Present the data from the line with "Target: blue jeans" to the line with "x=11, y=125" as a Markdown table with two columns, Row and Line. Give each line a row number and skip any blank lines.
====================
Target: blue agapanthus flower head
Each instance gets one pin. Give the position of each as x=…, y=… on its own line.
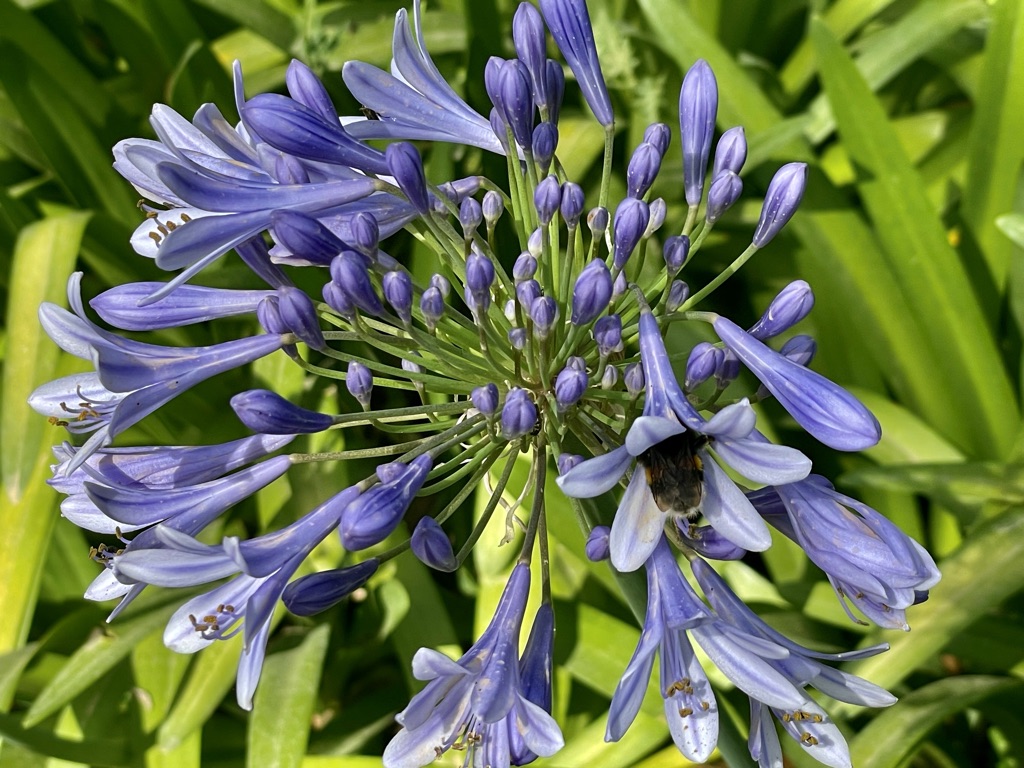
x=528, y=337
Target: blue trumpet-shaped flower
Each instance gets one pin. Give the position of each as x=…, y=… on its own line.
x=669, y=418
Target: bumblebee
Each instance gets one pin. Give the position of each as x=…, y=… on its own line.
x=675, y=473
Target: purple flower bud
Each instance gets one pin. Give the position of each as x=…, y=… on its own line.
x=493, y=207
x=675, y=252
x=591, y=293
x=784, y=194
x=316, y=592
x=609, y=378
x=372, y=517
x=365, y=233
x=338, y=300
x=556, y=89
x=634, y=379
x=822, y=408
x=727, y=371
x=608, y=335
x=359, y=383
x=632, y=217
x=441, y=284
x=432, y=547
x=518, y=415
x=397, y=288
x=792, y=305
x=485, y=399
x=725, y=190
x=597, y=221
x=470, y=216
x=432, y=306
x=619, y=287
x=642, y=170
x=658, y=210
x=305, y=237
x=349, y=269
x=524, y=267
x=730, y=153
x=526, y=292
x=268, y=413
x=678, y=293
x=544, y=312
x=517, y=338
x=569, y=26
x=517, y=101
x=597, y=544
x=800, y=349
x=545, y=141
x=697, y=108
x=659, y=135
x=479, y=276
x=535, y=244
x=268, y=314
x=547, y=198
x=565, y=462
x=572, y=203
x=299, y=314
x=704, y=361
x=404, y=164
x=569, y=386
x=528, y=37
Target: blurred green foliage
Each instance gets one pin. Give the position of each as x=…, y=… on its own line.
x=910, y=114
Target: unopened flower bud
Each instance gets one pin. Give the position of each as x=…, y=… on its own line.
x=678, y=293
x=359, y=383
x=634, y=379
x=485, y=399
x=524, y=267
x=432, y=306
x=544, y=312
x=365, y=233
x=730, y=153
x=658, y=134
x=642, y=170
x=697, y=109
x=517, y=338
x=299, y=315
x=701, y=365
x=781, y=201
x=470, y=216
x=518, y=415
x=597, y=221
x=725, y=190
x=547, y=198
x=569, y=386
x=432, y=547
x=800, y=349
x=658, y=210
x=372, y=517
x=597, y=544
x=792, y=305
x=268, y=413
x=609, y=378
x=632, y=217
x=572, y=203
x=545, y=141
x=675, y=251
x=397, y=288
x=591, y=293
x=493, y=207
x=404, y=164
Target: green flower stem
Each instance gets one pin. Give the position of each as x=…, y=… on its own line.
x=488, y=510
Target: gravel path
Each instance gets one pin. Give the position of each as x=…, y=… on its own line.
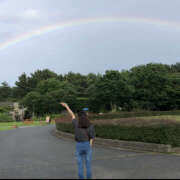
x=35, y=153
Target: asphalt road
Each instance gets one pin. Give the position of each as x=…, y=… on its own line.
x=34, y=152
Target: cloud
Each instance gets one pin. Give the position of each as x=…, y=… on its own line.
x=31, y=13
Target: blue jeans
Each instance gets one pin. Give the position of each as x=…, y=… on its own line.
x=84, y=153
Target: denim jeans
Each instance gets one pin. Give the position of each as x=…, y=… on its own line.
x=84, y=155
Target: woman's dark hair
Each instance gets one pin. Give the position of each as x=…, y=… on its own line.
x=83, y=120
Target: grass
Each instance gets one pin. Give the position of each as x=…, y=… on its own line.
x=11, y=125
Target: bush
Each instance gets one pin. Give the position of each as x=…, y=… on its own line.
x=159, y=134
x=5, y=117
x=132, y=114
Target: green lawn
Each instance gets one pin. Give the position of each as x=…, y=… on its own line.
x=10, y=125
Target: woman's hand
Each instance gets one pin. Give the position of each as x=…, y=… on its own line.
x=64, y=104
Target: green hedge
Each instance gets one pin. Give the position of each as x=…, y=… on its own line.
====================
* ANSWER FOR THIS EXERCISE *
| Row | Line |
|---|---|
| 1 | Target: blue jeans |
| 2 | Each instance gets one pin. Give the position of each as x=…, y=… on its own line. |
| 3 | x=84, y=153 |
| 4 | Target: denim jeans |
| 5 | Each instance gets one pin. Give the position of each as x=…, y=… on its own line. |
| 6 | x=84, y=155 |
| 7 | Target: woman's dark hair |
| 8 | Each instance gets one pin. Give the position of each as x=…, y=… on its own line. |
| 9 | x=83, y=120 |
| 10 | Target: grass |
| 11 | Each instance gets one pin. Give the position of each as x=…, y=… on its own line. |
| 12 | x=11, y=125 |